** Start of Excerpted text **

Sermon Presented August 21, 2005

Psalm 88

Last Sunday night after going to bed, I started thinking about the sermon I had preached that morning and all of a sudden, I realized that there was something I had omitted! It wasn't just a sentence or a paragraph, but a major thought that should have been included. The thought was: What do we do when persistence isn't enough? My sermon left you with the idea that if you are persistent enough and pray hard enough and get really "in God's face" so to speak, as the woman in our text last Sunday did with Jesus, then God will eventually relent and give you what you want.

Now if you've heard me preach on a regular basis, you know that this isn't my theology, but I did nothing last week to dispel that notion. By not addressing the silence of God, I may have left some of you with guilt, some with anger and some with the idea that your pastor doesn't know what she's talking about. Now I know that you are a forgiving congregation, but I want to set the record straight today by finishing last Sunday's sermon. I should have about the right amount of time, because I promised you that when a parishioner shares his or her faith journey, I will cut my sermon time by 10 minutes. You're in luck!

** End of Excerpted text **

== Instruction a ==
Answer these questions about the sermon excerpt above:
(i) Which psalm is listed under the sermon's date?
(ii) What question did the omitted thought ask?
(iii) By how many minutes does the pastor cut her sermon time when a parishioner shares his or her faith journey?

** Start of Material shown **

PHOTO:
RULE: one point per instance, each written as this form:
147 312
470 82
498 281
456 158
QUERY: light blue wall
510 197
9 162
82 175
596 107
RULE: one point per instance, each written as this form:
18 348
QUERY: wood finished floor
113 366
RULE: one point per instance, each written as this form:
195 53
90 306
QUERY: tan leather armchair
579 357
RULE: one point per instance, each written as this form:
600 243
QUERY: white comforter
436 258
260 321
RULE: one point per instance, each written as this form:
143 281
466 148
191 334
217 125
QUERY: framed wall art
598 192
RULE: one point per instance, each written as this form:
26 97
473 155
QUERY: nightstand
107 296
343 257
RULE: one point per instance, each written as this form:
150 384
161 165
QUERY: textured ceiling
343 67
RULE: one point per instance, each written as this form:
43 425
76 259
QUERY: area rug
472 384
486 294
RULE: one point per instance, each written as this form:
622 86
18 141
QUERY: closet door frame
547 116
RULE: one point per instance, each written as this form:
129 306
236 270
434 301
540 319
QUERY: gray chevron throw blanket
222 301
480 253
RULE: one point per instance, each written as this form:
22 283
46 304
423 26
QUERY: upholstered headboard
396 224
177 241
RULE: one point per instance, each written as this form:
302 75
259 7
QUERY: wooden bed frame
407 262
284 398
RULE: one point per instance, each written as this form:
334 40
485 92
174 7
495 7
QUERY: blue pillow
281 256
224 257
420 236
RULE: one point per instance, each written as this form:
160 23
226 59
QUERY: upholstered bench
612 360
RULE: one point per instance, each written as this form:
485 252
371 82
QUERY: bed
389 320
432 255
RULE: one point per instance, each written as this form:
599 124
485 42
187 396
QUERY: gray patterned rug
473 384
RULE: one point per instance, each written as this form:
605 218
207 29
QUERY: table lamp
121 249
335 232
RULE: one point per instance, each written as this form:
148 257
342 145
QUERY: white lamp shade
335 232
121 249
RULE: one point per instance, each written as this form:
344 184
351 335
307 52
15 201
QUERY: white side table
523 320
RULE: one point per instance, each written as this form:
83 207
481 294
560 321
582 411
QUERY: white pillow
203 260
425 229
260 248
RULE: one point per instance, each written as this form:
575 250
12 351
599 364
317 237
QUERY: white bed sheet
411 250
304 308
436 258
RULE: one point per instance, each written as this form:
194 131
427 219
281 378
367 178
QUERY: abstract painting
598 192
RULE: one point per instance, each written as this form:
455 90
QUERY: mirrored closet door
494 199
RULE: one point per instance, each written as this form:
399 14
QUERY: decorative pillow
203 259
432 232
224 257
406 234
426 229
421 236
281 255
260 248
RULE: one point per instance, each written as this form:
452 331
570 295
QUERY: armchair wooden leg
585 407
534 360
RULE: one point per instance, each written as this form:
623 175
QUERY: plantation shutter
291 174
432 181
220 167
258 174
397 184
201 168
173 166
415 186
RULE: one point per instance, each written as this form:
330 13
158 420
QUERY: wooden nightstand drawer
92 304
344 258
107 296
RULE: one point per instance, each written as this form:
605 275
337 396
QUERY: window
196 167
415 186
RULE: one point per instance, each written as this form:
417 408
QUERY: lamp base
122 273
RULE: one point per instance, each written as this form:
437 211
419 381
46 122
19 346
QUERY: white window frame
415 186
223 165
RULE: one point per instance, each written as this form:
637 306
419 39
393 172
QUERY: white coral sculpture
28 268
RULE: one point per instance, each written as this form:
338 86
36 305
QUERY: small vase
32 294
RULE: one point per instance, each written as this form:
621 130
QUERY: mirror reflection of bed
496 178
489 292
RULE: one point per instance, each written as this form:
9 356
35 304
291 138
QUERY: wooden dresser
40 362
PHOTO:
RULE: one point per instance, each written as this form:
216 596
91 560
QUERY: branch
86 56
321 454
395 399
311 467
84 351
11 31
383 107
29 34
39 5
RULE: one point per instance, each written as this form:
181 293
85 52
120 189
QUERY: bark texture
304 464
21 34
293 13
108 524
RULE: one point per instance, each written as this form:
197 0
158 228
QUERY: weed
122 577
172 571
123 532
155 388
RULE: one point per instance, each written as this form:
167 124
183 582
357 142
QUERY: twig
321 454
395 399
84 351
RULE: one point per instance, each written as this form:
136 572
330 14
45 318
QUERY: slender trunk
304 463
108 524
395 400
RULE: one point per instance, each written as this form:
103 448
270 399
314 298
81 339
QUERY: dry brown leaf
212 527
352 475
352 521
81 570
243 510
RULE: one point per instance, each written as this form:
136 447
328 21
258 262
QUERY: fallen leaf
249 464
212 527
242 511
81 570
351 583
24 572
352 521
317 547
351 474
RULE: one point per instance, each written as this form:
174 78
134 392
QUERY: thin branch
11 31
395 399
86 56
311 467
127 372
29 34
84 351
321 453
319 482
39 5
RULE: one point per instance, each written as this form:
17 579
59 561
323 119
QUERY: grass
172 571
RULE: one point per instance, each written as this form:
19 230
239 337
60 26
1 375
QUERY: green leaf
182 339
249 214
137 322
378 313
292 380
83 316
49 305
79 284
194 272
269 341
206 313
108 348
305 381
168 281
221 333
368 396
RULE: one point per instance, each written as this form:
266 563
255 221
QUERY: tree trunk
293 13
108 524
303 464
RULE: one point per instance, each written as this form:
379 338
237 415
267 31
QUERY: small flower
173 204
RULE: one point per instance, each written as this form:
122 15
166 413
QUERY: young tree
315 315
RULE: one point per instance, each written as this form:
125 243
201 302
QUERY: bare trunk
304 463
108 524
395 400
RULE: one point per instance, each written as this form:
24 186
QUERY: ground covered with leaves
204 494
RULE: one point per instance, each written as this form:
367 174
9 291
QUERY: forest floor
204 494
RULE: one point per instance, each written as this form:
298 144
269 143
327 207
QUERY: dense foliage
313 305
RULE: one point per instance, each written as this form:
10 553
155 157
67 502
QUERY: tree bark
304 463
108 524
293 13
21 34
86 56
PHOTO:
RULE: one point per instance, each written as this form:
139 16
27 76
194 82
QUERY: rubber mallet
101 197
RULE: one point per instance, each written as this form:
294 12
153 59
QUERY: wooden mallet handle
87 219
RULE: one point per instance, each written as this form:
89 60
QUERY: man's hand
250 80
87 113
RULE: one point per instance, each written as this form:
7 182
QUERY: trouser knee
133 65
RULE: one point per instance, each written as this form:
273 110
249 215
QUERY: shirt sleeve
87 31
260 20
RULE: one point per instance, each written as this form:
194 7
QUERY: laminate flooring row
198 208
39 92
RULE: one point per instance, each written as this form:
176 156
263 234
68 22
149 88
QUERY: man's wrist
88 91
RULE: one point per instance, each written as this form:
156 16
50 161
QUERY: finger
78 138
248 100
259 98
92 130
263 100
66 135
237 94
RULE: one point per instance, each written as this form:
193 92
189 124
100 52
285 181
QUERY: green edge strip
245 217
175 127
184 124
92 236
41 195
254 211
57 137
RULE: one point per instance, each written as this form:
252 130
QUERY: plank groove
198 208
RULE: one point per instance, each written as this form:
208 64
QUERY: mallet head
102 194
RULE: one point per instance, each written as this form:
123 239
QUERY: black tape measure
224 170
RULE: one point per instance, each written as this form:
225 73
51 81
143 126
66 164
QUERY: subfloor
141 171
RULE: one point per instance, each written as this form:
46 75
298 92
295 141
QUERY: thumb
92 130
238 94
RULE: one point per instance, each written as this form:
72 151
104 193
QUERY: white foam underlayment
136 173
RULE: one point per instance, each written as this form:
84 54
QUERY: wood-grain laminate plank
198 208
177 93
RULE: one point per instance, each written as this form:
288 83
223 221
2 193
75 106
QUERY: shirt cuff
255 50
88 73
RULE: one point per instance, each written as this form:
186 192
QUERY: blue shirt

** End of Material shown **

== Instruction b ==
Which lines in the entries above contain the string "gray"? Copy each of them.

== Task solution a ==
(i) Psalm 88
(ii) What do we do when persistence isn't enough?
(iii) 10 minutes

== Task solution b ==
QUERY: gray chevron throw blanket
QUERY: gray patterned rug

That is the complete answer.